# [SUPPLIED RECORDS]
■ ■ ■ ■ ■ ■ ■

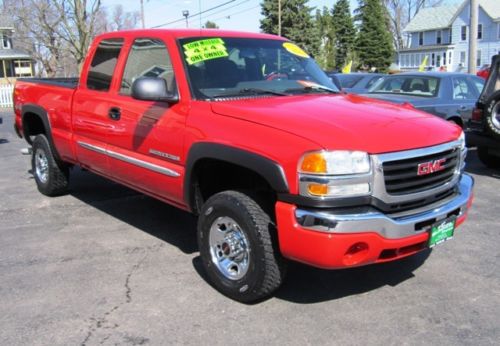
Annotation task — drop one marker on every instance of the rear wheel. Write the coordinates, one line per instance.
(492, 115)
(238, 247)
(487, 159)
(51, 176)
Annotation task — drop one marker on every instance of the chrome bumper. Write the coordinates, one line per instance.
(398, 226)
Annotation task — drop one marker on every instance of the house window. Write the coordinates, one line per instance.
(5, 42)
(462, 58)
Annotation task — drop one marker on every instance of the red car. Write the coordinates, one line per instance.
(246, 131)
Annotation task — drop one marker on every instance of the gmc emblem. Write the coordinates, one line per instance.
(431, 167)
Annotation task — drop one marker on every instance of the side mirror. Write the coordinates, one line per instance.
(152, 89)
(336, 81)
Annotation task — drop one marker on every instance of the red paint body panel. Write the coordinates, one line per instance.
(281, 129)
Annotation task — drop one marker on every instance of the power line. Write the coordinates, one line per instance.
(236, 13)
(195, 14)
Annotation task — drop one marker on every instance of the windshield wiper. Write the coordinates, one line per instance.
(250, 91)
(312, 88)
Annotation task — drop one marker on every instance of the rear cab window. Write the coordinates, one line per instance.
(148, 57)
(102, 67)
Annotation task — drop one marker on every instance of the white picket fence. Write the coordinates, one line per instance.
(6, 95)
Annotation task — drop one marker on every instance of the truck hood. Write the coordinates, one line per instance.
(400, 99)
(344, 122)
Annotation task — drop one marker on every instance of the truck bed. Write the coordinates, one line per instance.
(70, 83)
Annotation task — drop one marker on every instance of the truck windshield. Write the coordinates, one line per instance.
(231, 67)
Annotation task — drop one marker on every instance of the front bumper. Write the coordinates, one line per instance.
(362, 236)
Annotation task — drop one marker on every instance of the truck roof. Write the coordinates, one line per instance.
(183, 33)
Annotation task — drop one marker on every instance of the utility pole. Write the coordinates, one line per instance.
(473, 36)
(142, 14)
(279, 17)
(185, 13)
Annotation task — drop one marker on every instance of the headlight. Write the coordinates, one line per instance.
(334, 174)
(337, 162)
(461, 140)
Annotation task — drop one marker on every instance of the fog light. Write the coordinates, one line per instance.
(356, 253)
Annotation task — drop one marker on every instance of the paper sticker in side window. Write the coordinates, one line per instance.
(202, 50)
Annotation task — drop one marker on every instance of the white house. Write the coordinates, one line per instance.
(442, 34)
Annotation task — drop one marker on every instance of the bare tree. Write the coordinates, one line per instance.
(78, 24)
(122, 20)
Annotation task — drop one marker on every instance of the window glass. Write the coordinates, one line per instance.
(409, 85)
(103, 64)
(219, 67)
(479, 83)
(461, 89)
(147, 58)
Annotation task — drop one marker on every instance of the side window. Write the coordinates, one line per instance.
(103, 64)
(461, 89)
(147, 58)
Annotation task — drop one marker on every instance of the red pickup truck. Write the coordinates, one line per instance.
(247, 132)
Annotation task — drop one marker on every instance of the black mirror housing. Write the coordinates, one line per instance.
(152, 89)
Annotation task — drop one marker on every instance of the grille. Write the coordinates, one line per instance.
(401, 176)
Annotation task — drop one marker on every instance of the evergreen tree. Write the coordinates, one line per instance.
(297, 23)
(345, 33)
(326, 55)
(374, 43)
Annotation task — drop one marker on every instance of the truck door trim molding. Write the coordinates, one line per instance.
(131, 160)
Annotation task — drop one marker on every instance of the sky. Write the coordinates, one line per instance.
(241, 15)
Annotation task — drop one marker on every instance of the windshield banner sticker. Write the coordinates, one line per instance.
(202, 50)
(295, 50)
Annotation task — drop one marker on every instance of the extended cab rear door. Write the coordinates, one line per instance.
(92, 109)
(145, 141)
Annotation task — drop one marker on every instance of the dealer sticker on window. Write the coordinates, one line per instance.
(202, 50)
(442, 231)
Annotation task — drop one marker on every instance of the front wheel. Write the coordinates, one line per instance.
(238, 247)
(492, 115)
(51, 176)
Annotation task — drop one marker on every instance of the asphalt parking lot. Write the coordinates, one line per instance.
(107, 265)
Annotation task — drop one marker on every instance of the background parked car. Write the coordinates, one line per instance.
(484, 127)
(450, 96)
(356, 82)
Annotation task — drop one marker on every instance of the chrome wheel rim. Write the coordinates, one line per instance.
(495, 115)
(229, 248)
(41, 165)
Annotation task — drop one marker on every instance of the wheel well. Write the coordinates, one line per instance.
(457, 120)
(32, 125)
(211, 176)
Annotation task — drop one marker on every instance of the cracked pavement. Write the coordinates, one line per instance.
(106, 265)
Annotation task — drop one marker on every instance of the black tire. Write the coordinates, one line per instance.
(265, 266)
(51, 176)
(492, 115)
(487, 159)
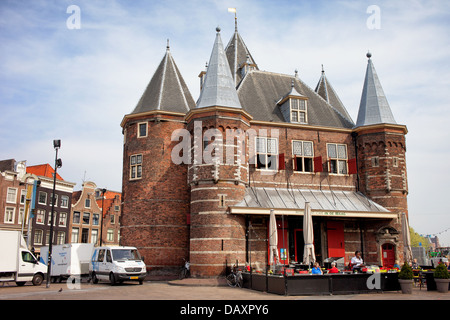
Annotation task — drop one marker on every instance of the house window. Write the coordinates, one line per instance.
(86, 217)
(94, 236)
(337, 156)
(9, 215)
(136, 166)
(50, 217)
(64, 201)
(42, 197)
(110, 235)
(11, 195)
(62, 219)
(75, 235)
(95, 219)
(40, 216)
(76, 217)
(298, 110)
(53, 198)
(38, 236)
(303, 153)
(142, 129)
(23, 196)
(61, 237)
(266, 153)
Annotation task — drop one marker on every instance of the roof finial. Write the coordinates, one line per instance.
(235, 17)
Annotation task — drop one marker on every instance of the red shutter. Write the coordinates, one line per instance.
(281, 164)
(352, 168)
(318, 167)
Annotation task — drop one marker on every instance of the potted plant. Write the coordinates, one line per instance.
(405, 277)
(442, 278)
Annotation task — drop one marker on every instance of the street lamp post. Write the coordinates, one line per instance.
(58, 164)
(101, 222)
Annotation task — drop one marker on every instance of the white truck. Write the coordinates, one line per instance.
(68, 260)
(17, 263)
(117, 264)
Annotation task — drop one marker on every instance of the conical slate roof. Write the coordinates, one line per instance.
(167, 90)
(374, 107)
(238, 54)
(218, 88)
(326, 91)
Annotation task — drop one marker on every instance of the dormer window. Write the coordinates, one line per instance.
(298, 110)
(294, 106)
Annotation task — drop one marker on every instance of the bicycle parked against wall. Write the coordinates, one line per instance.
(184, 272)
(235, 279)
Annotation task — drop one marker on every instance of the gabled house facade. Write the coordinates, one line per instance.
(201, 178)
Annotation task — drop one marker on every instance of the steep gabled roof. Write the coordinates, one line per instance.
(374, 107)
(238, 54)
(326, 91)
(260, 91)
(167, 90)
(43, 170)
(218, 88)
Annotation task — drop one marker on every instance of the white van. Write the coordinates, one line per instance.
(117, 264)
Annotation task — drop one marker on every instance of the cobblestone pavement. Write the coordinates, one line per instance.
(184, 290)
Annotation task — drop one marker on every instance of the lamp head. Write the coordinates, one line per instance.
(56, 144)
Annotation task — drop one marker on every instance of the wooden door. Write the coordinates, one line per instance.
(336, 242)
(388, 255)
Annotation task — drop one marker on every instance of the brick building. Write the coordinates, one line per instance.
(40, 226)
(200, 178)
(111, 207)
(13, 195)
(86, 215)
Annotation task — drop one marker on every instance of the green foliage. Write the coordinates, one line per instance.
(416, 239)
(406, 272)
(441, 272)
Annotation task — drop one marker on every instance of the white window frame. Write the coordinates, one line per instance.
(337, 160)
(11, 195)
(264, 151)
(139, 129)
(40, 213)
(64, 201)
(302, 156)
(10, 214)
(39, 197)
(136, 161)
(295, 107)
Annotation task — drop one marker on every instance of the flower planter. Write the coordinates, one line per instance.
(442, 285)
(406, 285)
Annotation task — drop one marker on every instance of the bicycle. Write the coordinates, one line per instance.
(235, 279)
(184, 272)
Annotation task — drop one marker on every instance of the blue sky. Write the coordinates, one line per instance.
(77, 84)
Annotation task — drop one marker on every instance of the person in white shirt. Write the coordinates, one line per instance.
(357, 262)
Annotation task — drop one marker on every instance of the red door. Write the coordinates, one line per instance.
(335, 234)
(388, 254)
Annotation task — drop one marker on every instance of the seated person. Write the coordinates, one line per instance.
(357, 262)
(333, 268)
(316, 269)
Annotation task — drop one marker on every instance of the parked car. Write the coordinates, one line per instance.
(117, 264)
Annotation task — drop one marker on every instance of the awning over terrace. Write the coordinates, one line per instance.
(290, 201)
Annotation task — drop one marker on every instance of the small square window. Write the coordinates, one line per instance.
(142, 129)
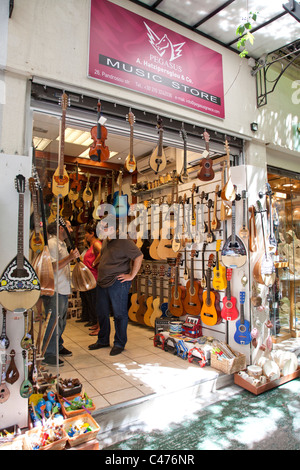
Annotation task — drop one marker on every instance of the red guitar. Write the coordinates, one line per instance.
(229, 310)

■ ■ ■ ■ ■ ■ ■

# [EXERCISE GOAL]
In the copy, leave out all pictures, and retype exactly each line from the one with "head. Write the coordinates, one line per instance." through the last line of the entries.

# [TASK RESPONSE]
Annotation task — drop one marker on every instance of the lamp head. Write the coordinates, one line per instance.
(56, 144)
Annotation task — drop one marker on every instance of the wooden door. Write the coordinates, one line per instance.
(336, 242)
(388, 255)
Annotation task — drop one marker on every instance of the brick building. Write the coordinates, one line per instance.
(40, 226)
(200, 178)
(111, 207)
(13, 195)
(86, 215)
Annotation task — drop one marker on every instance of the green foliage. Write the coordinates, one line per instance.
(416, 239)
(406, 272)
(441, 272)
Annotation task — drop one marker on every instance of the white window frame. Write the coordinates, one line per instance.
(337, 160)
(11, 195)
(264, 151)
(139, 129)
(40, 213)
(64, 201)
(302, 156)
(10, 214)
(39, 197)
(136, 161)
(295, 107)
Annotation task — drop one marker on every instance of the flower planter. Write the coordinates, one line per instance.
(442, 285)
(406, 285)
Annotation task — drop one marker on every instance of the bicycle. Write the coordinates, one line per instance.
(235, 279)
(184, 272)
Annotation task — drop one marker on every instance of the blue sky. Write the coordinates, one line per instance.
(77, 84)
Annotation task — drop one marker on every instance of the person in white shirt. Write the coordinates, one line per instance.
(357, 262)
Annotation task — drop one marker on every instance of the red door. Write the coordinates, one line per instance.
(335, 234)
(388, 254)
Annotation task — drop one marker on every instance of the seated person. Write the coordinates, one line per instance.
(357, 262)
(333, 268)
(316, 269)
Annotation task — drop one marker on every instance of the parked car. Write the coordinates, one line per instance.
(117, 264)
Annotation task — drop one marker on every instance of the awning over terrace. Write the coordinates, one line per instance.
(290, 201)
Annotation task — drop one marker on every instance of the small square window. Write the coordinates, one line per instance.
(142, 129)
Annotation task — drop one marker on every instance of the red guitar. Write the coordinates, one line per instance.
(229, 310)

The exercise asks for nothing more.